* [SUPPLIED RECORDS]:
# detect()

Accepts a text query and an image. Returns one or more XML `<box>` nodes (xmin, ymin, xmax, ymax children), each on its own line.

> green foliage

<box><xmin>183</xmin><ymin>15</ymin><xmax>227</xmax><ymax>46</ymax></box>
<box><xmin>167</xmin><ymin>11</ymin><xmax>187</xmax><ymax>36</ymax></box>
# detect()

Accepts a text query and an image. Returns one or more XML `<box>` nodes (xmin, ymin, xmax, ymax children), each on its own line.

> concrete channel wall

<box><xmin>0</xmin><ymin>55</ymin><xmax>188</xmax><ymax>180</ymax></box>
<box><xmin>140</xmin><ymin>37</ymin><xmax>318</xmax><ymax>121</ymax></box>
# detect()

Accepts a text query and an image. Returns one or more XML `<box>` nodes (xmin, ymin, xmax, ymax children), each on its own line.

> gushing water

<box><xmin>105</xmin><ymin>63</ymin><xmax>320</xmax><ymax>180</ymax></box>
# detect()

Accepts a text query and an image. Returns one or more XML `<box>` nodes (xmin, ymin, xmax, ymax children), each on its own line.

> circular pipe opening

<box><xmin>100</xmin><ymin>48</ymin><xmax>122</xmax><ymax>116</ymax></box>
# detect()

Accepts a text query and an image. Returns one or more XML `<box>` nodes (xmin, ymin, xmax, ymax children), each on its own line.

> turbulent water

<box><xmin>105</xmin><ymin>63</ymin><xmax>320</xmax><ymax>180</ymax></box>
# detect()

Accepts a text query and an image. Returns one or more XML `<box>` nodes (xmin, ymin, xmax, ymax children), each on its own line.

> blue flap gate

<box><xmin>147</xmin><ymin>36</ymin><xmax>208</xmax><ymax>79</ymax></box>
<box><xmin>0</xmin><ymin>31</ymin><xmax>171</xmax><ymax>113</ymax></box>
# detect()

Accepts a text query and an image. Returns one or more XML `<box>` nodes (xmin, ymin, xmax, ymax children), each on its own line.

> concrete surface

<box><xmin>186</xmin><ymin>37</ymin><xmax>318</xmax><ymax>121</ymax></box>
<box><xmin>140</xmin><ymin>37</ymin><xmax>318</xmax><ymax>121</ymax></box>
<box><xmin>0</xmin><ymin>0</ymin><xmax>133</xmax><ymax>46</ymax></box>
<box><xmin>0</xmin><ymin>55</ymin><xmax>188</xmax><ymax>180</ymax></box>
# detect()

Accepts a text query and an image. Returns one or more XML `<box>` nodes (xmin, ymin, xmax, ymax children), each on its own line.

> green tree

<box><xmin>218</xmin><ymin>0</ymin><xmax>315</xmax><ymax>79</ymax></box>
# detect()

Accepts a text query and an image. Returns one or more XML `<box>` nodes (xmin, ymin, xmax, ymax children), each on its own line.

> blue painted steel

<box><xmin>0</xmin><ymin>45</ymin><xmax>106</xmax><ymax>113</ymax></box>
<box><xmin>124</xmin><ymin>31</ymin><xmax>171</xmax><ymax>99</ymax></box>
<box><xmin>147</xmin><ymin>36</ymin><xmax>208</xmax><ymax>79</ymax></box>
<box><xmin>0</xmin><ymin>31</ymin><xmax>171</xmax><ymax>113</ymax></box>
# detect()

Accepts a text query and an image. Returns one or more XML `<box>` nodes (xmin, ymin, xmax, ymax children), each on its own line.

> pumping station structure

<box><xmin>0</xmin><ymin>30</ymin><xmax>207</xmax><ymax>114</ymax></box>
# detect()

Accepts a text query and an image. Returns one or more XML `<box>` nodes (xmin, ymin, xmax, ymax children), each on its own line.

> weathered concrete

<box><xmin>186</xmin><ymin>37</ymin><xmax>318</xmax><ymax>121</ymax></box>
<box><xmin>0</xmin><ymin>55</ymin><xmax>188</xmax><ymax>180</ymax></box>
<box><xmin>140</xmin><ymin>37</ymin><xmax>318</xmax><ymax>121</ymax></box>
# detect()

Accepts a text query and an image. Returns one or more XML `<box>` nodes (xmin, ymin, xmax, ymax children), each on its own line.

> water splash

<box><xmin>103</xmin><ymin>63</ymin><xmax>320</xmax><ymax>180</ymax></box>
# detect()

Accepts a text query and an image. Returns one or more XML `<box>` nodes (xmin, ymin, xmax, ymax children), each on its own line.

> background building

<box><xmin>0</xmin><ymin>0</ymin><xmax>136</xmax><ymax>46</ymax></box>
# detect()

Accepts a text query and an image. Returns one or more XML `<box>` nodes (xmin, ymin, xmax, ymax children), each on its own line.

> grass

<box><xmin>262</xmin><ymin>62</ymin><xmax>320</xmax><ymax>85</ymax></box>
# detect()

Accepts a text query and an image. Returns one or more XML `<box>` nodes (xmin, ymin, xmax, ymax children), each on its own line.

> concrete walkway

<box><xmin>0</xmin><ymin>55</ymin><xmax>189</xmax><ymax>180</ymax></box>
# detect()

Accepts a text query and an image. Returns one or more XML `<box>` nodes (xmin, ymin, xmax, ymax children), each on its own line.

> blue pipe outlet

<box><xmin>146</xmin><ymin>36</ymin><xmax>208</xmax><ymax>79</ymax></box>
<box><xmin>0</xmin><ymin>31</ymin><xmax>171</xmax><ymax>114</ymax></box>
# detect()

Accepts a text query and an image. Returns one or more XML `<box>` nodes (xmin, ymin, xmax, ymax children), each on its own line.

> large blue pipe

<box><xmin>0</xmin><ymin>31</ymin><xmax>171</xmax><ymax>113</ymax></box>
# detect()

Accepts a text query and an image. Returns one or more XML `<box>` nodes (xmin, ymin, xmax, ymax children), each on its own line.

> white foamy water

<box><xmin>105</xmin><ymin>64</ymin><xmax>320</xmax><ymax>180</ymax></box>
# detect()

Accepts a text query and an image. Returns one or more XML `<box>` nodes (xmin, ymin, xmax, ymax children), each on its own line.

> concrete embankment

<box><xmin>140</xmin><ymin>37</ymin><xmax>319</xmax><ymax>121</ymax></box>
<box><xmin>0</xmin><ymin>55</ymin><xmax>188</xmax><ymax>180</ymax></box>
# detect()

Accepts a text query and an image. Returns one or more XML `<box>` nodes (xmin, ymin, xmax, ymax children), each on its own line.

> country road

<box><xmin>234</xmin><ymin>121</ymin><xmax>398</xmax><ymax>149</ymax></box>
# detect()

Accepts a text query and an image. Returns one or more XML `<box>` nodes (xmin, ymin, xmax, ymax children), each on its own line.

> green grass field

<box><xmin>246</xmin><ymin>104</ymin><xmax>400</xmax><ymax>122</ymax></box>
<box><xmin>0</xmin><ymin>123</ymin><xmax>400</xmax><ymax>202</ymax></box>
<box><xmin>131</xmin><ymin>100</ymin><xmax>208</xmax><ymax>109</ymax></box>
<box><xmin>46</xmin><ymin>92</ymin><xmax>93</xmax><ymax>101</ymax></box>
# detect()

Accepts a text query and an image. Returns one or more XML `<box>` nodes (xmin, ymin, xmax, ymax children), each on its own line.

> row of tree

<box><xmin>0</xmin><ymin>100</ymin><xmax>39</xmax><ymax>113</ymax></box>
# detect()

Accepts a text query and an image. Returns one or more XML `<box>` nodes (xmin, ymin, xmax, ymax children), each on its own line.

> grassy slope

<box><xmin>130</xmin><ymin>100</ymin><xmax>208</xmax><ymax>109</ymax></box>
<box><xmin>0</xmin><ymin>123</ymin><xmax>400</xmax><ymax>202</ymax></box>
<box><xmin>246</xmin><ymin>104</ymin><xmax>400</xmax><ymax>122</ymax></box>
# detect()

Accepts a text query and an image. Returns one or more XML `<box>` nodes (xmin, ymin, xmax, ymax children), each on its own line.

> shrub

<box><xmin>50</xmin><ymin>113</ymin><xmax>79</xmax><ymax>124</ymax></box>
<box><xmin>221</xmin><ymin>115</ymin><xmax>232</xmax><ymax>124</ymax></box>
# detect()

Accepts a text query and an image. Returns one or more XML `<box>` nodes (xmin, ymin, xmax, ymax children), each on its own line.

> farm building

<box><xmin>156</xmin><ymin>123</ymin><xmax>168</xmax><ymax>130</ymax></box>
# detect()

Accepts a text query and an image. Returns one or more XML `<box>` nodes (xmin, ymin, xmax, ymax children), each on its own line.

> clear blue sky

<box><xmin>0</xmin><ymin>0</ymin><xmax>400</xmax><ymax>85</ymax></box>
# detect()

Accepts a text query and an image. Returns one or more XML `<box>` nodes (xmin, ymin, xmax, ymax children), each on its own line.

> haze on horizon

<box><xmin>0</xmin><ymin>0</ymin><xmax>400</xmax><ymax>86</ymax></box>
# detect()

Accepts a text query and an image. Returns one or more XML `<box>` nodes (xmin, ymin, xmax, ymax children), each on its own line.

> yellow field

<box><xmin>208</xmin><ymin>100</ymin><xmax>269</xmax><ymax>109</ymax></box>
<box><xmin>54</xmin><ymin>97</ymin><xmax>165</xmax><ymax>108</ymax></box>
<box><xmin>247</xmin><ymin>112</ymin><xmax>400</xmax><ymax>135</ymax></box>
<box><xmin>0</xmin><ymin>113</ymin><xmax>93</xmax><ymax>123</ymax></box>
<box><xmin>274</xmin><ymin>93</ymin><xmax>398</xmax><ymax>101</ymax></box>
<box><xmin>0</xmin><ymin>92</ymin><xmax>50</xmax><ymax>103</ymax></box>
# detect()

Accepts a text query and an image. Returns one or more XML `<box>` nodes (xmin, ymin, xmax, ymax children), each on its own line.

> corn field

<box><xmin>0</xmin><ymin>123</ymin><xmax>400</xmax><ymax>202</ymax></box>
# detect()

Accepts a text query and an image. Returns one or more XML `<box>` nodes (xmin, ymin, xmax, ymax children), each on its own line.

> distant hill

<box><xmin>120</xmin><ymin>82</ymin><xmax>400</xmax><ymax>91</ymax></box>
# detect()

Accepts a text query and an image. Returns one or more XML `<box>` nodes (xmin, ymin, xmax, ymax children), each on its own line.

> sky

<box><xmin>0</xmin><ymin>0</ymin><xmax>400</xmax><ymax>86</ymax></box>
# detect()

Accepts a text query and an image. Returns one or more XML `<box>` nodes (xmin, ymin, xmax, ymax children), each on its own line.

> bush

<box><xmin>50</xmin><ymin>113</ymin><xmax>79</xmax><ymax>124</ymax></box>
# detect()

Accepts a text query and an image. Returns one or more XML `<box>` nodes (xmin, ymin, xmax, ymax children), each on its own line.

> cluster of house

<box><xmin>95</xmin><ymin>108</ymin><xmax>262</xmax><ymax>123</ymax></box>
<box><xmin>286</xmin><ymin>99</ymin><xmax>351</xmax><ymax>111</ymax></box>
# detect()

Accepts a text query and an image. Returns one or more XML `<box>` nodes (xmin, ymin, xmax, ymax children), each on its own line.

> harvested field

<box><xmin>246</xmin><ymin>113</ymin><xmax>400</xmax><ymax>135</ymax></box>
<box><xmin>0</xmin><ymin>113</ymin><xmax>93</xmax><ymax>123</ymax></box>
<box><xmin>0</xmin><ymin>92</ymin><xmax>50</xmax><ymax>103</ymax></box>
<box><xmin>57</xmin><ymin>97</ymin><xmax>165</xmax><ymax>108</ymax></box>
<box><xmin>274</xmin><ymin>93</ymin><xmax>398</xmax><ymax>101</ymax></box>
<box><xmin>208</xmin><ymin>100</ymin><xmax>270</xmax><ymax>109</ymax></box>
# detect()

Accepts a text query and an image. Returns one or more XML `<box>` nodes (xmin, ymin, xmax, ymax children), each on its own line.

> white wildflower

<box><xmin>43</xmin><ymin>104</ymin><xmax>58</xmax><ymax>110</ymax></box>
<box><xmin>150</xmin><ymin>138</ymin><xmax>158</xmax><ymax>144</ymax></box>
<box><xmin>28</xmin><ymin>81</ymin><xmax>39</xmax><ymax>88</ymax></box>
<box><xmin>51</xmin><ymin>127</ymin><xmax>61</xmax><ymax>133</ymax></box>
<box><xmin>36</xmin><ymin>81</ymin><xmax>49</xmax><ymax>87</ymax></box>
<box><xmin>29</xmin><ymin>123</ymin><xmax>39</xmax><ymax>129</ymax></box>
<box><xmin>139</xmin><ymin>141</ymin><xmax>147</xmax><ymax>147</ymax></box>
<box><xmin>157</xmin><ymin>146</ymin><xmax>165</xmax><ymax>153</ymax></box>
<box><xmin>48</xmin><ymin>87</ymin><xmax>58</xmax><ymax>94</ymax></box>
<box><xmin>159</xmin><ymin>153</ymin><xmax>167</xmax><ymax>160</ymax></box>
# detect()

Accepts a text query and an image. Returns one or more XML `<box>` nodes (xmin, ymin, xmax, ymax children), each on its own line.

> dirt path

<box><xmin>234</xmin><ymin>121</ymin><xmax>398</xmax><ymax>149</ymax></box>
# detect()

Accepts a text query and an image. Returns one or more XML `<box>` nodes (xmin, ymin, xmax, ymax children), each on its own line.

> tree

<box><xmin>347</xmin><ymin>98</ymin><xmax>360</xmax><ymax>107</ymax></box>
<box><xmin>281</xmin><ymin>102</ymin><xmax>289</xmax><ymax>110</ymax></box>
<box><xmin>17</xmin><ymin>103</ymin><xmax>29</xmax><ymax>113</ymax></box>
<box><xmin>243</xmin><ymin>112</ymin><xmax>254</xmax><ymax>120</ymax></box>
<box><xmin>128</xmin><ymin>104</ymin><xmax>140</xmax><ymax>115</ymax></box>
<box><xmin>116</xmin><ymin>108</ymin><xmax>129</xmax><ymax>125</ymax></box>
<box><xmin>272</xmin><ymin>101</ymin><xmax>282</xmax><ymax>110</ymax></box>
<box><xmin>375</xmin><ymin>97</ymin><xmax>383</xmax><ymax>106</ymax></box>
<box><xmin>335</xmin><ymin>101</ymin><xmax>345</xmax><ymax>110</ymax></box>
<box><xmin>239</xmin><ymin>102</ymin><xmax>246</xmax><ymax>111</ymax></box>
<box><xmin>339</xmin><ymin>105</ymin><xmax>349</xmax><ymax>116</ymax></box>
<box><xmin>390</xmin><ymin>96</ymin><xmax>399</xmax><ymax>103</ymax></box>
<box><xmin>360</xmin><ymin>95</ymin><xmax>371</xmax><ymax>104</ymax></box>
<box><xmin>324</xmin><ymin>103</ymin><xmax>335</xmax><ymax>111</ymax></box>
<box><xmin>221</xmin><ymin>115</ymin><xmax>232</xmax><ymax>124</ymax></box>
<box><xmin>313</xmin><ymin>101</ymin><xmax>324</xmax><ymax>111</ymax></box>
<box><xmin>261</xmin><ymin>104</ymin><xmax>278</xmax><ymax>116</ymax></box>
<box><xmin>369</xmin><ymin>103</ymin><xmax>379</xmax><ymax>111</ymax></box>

* [GIVEN INSTRUCTION]:
Count the lines in the data above that contain the word "blue", and reply with that number alone.

* [TASK RESULT]:
5